Task prompt:
List every line of the material below that contains the word "icicle", copying each such line in full. Case counts.

Data records:
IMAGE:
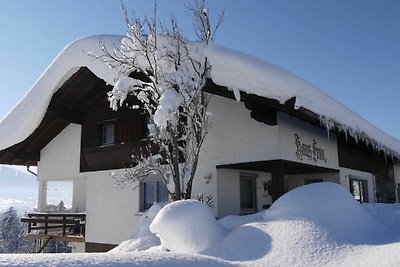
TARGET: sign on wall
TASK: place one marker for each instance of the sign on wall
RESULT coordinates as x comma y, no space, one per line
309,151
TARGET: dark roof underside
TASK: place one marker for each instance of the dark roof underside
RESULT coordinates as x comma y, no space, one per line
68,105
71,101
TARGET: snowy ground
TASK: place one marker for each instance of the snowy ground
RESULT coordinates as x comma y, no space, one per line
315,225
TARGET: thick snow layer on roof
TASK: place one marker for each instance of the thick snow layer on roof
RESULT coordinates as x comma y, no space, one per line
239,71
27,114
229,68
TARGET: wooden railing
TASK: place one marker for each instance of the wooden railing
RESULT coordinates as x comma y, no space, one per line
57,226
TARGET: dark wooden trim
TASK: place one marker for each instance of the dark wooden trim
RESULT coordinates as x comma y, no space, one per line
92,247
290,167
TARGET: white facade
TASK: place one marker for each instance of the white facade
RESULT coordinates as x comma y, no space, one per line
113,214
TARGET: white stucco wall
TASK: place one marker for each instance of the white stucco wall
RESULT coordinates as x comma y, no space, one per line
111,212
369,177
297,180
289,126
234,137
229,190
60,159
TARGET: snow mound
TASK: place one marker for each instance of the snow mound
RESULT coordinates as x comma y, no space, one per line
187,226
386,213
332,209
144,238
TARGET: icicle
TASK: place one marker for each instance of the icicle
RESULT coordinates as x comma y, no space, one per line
* * *
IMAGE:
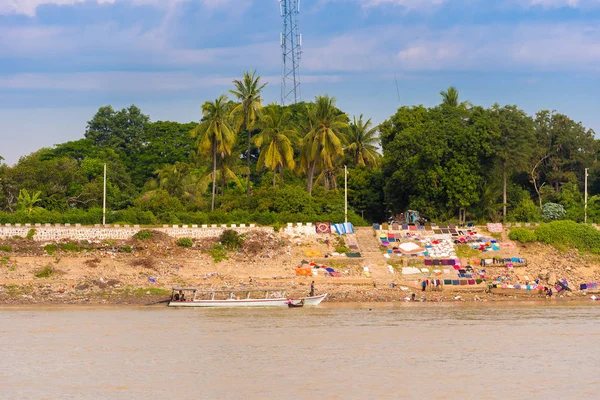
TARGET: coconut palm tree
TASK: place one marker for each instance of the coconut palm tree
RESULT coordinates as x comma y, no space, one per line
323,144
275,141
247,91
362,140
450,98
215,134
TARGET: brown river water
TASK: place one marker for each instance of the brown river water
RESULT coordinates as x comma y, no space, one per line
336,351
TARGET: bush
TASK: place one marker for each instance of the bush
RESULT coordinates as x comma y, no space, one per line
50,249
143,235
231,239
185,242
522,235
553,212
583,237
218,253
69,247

Correct output:
TARGET: icicle
TASK: place one marker for each instance of the icicle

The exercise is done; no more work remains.